■ TASK STATEMENT ■
In the records below, change every occurrence of "largest disc" to "largest circle" and leave all other text unchanged.

■ Data items ■
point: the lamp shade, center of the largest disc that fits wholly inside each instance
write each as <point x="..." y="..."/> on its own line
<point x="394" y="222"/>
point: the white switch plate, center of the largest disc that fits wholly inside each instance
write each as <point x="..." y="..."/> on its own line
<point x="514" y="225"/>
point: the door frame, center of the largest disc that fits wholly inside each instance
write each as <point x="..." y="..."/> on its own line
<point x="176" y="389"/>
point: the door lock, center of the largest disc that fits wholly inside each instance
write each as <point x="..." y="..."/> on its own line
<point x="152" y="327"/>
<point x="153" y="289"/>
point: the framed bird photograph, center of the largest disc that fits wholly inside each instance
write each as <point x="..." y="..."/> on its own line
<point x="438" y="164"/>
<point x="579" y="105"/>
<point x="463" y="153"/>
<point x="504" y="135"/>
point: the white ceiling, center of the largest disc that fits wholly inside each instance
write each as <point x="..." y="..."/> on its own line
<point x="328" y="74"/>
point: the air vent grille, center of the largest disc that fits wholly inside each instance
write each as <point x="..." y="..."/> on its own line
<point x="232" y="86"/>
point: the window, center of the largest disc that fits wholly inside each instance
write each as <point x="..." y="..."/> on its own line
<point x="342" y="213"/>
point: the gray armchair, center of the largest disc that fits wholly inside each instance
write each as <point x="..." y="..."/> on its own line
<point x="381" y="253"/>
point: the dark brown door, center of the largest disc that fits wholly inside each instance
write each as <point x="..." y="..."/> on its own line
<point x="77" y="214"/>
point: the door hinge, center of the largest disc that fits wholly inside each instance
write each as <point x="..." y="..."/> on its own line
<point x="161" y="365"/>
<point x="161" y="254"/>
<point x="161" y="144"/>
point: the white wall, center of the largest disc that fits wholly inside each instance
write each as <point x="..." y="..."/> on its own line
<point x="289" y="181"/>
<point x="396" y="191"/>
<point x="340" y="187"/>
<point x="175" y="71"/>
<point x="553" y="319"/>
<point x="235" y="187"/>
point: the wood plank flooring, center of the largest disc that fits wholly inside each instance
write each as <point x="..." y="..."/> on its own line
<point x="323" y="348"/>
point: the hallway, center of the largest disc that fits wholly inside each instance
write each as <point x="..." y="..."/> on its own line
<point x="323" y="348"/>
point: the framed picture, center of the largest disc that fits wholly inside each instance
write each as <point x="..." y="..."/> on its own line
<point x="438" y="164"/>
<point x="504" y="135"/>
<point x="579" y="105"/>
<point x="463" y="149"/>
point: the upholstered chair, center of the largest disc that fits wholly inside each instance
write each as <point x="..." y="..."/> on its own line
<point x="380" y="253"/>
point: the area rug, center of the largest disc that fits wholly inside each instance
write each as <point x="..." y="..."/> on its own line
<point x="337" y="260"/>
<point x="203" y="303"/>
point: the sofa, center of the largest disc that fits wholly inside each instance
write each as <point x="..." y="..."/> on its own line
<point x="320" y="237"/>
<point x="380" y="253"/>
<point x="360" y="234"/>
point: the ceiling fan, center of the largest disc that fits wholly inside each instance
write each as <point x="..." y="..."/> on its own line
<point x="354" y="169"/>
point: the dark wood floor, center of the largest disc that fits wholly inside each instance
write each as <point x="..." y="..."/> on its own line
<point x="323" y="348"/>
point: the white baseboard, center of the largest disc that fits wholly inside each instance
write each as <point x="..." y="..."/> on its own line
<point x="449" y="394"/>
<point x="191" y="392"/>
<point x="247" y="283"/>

■ CORRECT RESULT ■
point: the lamp shade, center of the largest circle that fits wholly inside each instance
write each as <point x="..." y="..."/> on its own line
<point x="394" y="222"/>
point: the white switch plate, center of the largest circle that fits wholly inside each instance
write each as <point x="..." y="..."/> on its own line
<point x="514" y="225"/>
point: the door frame, center of the largest circle that fits wholly inside each instance
write each as <point x="..." y="..."/> on its own line
<point x="176" y="389"/>
point: the door lock, center of the largest circle that fits wholly inside each instance
write each as <point x="..." y="..."/> on its own line
<point x="152" y="327"/>
<point x="153" y="289"/>
point: the framed bird photograph, center of the largest circle that fits wholly inside each instance
write each as <point x="..." y="..."/> on its own line
<point x="438" y="164"/>
<point x="579" y="105"/>
<point x="463" y="153"/>
<point x="504" y="135"/>
point: the white ceiling, center of the largest circle that fits wholly inside each instance
write each as <point x="..." y="..."/> on its own line
<point x="328" y="74"/>
point: the air vent grille, center of the largest circle that fits wholly inside each instance
write each as <point x="..." y="..."/> on its own line
<point x="232" y="86"/>
point: the window, center of the largest circle that fits wholly inside each instance
write each as <point x="..." y="..."/> on its own line
<point x="342" y="213"/>
point: the gray armchair, center of the largest circle that fits wholly inside each instance
write each as <point x="..." y="..."/> on its own line
<point x="381" y="253"/>
point: the dark brown door, center of the largest circle that fits wholly inside each instance
write each as <point x="..." y="..."/> on its own line
<point x="77" y="214"/>
point: the door hinge, center of the largest circle that fits wholly inside each instance
write each as <point x="..." y="..."/> on its own line
<point x="161" y="365"/>
<point x="161" y="254"/>
<point x="161" y="144"/>
point: the white wall, center of the largest circle that fits wholly inside each instance
write each as <point x="..." y="..."/> on its own line
<point x="289" y="181"/>
<point x="396" y="191"/>
<point x="340" y="187"/>
<point x="175" y="71"/>
<point x="553" y="319"/>
<point x="235" y="187"/>
point: the wood plank flooring, center of the largest circle that fits wholly inside each instance
write each as <point x="..." y="..."/> on its own line
<point x="323" y="348"/>
point: the hallway, center of the largest circle that fits wholly inside each instance
write each as <point x="..." y="..."/> on its own line
<point x="323" y="348"/>
point: the framed picture, center of the largest circle that fits wholly inside each instance
write each as <point x="..." y="..."/> on its own line
<point x="438" y="164"/>
<point x="504" y="135"/>
<point x="579" y="105"/>
<point x="463" y="149"/>
point: the upholstered chair, center of the largest circle that fits wholly inside each instance
write each as <point x="..." y="..."/> on its own line
<point x="380" y="253"/>
point: the area rug, center of the largest circle that fits wholly inside each instance
write each as <point x="..." y="..."/> on its own line
<point x="337" y="260"/>
<point x="203" y="303"/>
point: the sofa, center of the largest circle that fits wholly inside each instance
write each as <point x="..." y="..."/> on its own line
<point x="320" y="237"/>
<point x="380" y="253"/>
<point x="360" y="234"/>
point: the ceiling fan, center of the largest circle that fits wholly inside each instance
write each as <point x="..." y="..."/> on its own line
<point x="354" y="169"/>
point: the dark wood floor, center of the largest circle that fits wholly inside each instance
write each as <point x="..." y="..."/> on its own line
<point x="323" y="348"/>
point: the white baseboard, center of the largest circle that fits wholly inside each instance
write each as <point x="..." y="..."/> on its own line
<point x="449" y="394"/>
<point x="191" y="392"/>
<point x="247" y="283"/>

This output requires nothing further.